Requirement:
Please copy exactly the lines from the first in the records through the line that contains "943, row 458.", but not the pictures.

Dataset records:
******
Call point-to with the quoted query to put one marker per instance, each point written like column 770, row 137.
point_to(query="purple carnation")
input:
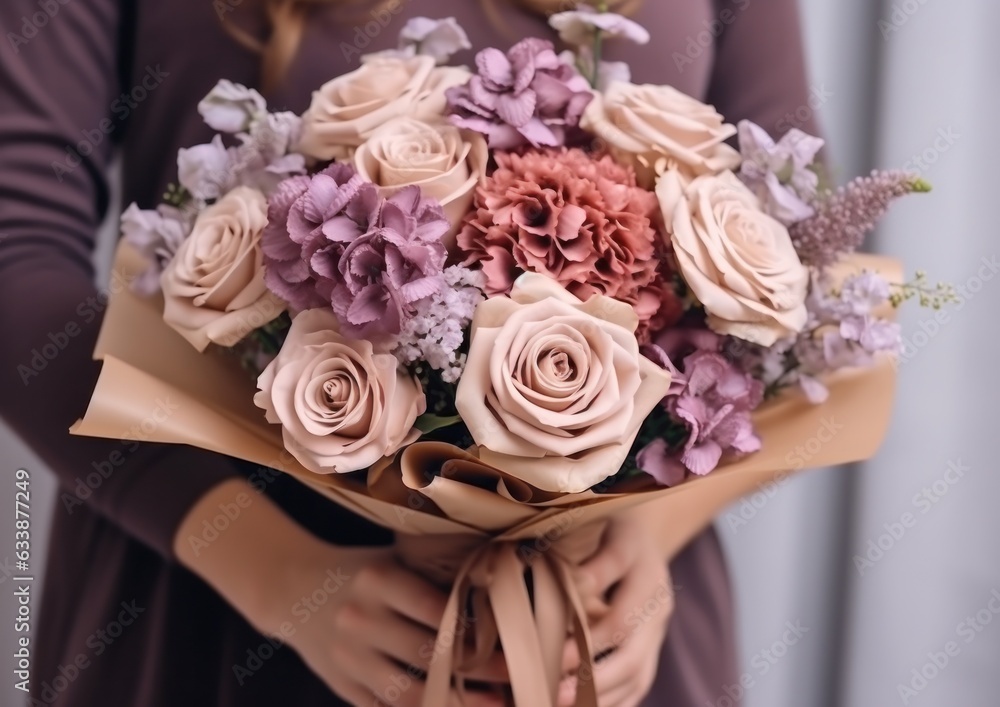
column 333, row 241
column 381, row 257
column 527, row 96
column 714, row 403
column 843, row 219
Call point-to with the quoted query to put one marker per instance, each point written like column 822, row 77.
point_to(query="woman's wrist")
column 249, row 550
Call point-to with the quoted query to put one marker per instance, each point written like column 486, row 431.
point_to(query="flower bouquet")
column 488, row 308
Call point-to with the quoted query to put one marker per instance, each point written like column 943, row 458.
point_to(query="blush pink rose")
column 555, row 389
column 341, row 405
column 445, row 162
column 657, row 127
column 213, row 287
column 346, row 110
column 739, row 262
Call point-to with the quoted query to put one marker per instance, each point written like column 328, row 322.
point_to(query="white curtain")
column 893, row 566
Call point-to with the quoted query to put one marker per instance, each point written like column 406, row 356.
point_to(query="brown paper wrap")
column 481, row 520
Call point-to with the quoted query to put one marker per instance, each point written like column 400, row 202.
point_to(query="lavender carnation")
column 844, row 218
column 332, row 241
column 526, row 96
column 382, row 257
column 715, row 405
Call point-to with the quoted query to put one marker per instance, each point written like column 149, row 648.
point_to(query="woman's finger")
column 611, row 563
column 402, row 591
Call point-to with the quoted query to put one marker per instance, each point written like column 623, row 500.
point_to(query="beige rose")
column 738, row 261
column 213, row 288
column 341, row 405
column 347, row 109
column 555, row 389
column 445, row 162
column 657, row 127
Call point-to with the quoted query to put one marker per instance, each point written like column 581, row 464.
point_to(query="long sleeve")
column 759, row 72
column 60, row 110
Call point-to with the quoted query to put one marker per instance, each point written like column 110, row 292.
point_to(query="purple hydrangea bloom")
column 382, row 258
column 715, row 405
column 779, row 172
column 844, row 218
column 526, row 96
column 301, row 213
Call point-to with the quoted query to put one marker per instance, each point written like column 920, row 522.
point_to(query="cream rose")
column 445, row 162
column 738, row 261
column 347, row 109
column 341, row 405
column 555, row 389
column 213, row 288
column 655, row 127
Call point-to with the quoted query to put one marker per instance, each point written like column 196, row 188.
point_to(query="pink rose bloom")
column 341, row 404
column 555, row 389
column 579, row 220
column 213, row 287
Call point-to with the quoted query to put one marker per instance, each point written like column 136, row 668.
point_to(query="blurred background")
column 877, row 584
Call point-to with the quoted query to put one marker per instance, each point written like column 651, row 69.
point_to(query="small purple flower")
column 231, row 107
column 156, row 234
column 526, row 96
column 843, row 219
column 778, row 172
column 715, row 405
column 397, row 260
column 302, row 212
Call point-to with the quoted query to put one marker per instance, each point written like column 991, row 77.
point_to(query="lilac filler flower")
column 526, row 96
column 437, row 38
column 779, row 172
column 301, row 212
column 579, row 27
column 844, row 218
column 231, row 107
column 715, row 405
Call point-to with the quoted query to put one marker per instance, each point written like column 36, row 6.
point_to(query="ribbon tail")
column 447, row 643
column 586, row 689
column 518, row 632
column 552, row 622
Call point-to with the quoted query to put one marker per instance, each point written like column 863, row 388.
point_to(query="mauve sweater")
column 121, row 623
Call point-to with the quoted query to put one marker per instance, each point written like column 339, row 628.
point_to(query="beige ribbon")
column 490, row 593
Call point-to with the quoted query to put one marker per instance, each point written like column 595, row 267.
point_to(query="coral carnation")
column 578, row 219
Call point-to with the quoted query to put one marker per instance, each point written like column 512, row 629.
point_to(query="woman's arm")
column 58, row 86
column 759, row 72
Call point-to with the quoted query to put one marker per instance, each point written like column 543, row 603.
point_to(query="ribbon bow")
column 491, row 583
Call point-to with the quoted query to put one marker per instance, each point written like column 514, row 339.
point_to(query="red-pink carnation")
column 578, row 219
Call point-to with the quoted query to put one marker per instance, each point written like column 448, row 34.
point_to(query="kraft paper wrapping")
column 436, row 490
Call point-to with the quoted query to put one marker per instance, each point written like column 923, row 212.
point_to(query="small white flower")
column 231, row 107
column 578, row 27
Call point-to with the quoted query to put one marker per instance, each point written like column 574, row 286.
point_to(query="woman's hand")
column 381, row 619
column 355, row 616
column 629, row 573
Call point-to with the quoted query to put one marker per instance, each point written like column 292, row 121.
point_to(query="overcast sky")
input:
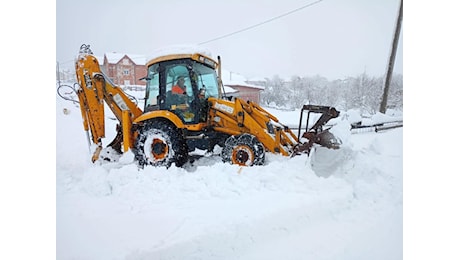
column 332, row 38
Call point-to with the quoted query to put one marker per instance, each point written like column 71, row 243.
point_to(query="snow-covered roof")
column 115, row 57
column 230, row 78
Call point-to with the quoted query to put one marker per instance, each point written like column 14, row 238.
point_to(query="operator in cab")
column 179, row 88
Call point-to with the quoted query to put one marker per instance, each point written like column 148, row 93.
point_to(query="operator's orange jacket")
column 177, row 90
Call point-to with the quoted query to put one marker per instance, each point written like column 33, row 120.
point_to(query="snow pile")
column 336, row 204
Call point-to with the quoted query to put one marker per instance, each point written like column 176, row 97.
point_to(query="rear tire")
column 244, row 150
column 160, row 143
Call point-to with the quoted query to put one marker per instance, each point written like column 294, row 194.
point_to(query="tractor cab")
column 181, row 84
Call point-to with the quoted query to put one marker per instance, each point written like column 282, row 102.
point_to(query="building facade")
column 125, row 69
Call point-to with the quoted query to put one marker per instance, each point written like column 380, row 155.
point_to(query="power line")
column 264, row 22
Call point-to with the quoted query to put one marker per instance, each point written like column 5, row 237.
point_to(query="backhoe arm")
column 95, row 89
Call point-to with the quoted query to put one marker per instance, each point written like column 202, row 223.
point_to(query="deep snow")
column 345, row 204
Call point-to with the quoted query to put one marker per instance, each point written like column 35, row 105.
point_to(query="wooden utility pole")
column 394, row 47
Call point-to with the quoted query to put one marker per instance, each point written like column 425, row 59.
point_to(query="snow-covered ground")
column 344, row 204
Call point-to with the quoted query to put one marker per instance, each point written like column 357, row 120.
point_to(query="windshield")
column 207, row 80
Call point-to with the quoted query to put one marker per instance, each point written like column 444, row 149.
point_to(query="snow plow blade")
column 316, row 134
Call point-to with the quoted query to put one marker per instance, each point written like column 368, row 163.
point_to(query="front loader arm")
column 240, row 117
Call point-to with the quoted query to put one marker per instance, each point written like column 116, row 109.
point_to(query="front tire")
column 160, row 143
column 243, row 150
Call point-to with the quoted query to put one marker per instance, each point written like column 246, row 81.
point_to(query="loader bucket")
column 316, row 133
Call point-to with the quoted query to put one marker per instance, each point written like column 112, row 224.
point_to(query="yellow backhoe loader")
column 171, row 124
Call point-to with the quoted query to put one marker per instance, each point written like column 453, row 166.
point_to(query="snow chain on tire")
column 244, row 150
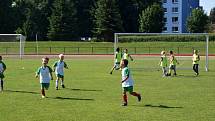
******
Written answer:
Call point-to with the quoted query to put one marker per instance, each point written like column 770, row 137.
point_to(query="purple carnation")
input:
column 333, row 241
column 381, row 257
column 527, row 96
column 714, row 403
column 843, row 219
Call point-to with the quoted query to put one marker per instance, each point written like column 822, row 77.
point_to(query="woman's wrist")
column 249, row 550
Call point-to with the quoted query to put one marker per instance, each point written like column 486, row 431.
point_to(query="flower bouquet")
column 488, row 308
Call point-to with the quoted query to put one marker per instance, each point written like column 943, row 458.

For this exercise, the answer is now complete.